(begin)

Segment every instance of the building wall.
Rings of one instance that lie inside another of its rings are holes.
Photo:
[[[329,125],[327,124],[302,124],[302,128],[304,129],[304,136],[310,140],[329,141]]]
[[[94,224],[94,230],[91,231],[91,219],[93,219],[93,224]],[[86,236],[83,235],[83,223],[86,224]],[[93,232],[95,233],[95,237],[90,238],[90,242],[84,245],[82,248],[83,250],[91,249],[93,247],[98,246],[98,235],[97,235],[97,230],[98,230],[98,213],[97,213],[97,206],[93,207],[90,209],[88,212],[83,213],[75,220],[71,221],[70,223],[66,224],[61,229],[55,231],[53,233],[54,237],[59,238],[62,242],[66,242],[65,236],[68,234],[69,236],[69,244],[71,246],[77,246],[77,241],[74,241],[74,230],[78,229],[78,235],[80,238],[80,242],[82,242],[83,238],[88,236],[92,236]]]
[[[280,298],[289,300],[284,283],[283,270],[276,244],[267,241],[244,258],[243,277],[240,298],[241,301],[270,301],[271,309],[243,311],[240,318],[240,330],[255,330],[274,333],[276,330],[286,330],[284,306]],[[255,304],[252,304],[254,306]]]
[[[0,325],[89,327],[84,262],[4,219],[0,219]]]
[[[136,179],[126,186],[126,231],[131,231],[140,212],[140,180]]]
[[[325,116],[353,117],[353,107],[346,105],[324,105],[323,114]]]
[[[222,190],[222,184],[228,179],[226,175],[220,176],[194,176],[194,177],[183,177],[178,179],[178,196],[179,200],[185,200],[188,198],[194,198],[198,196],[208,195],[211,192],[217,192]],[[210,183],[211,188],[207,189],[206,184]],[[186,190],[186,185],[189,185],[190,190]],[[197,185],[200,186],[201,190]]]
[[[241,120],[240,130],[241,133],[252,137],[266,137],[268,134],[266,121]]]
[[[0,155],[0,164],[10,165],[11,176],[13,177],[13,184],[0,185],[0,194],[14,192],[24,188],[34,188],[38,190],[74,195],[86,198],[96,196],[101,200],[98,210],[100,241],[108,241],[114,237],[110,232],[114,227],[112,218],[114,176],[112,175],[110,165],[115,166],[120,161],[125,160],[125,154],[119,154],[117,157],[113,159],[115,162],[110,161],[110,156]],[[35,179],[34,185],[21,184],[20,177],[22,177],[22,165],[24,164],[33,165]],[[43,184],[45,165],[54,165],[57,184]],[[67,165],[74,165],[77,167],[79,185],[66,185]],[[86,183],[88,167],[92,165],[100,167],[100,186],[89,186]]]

(end)

#### EXERCISE
Please rewrite the records above, changing "building wall" to "window" wherever it occurs and leaving everything else untouched.

#### REPLY
Segment every instance of the window.
Rings of one instance that lie inside another of its rings are holes.
Photo:
[[[329,125],[327,124],[302,124],[302,128],[304,129],[304,136],[310,140],[329,141]]]
[[[94,224],[94,230],[91,231],[91,219],[93,219],[93,224]],[[86,236],[83,235],[83,223],[86,224]],[[93,232],[95,233],[95,237],[90,238],[90,242],[84,245],[82,248],[83,250],[91,249],[93,247],[98,246],[98,235],[97,235],[97,230],[98,230],[98,213],[97,213],[97,206],[93,207],[90,209],[88,212],[83,213],[75,220],[71,221],[70,223],[66,224],[61,229],[55,231],[53,233],[54,237],[59,238],[62,242],[66,242],[65,236],[68,234],[69,236],[69,244],[71,246],[77,246],[77,241],[74,241],[74,230],[78,229],[78,235],[80,238],[80,242],[82,242],[83,238],[88,236],[92,236]]]
[[[280,298],[289,300],[284,283],[283,270],[276,244],[267,241],[244,258],[243,277],[240,298],[241,301],[270,301],[271,309],[243,311],[240,318],[240,330],[255,330],[274,333],[276,330],[286,330],[284,306]],[[255,304],[252,304],[254,306]]]
[[[0,325],[89,327],[84,262],[4,219],[0,219]]]
[[[136,179],[126,186],[126,231],[131,231],[140,212],[140,180]]]
[[[325,116],[353,117],[353,107],[346,105],[324,105],[323,114]]]
[[[222,190],[222,184],[228,179],[226,175],[220,176],[194,176],[194,177],[183,177],[178,179],[178,196],[179,200],[185,200],[188,198],[194,198],[198,196],[208,195],[211,192],[217,192]],[[210,183],[211,188],[207,189],[206,184]],[[186,190],[186,185],[189,185],[190,190]],[[197,185],[200,186],[201,190]]]
[[[241,120],[240,130],[241,133],[252,137],[266,137],[268,134],[266,121]]]
[[[0,155],[0,164],[10,165],[11,176],[13,177],[13,184],[0,185],[0,194],[14,192],[24,188],[34,188],[38,190],[74,195],[86,198],[96,196],[101,200],[98,210],[100,241],[108,241],[114,237],[110,232],[114,227],[112,218],[114,176],[112,175],[110,165],[115,166],[120,161],[125,160],[125,154],[119,154],[117,157],[113,159],[115,162],[110,161],[110,156]],[[35,179],[34,185],[21,184],[20,177],[22,177],[22,165],[24,164],[33,165]],[[43,184],[45,165],[54,165],[57,184]],[[67,165],[74,165],[77,167],[79,185],[66,185]],[[86,183],[88,167],[92,165],[100,167],[100,186],[89,186]]]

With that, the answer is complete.